[Records]
****************************************
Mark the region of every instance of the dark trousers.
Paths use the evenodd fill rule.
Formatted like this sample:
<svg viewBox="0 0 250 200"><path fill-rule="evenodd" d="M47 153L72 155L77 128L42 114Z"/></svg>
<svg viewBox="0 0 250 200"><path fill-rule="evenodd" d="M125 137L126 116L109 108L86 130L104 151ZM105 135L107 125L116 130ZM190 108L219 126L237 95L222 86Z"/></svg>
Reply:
****************************************
__Exercise task__. Update the entries above so that "dark trousers" reads "black trousers", leaving everything else unchanged.

__Output for this exercise__.
Mark the region of every instance of the black trousers.
Paths use the evenodd fill rule.
Formatted like this sample:
<svg viewBox="0 0 250 200"><path fill-rule="evenodd" d="M47 153L72 155L77 128L42 114Z"/></svg>
<svg viewBox="0 0 250 200"><path fill-rule="evenodd" d="M125 137L126 116L109 108L86 130L104 151ZM105 135L107 125L116 130ZM190 108L219 126L237 95L222 86Z"/></svg>
Reply:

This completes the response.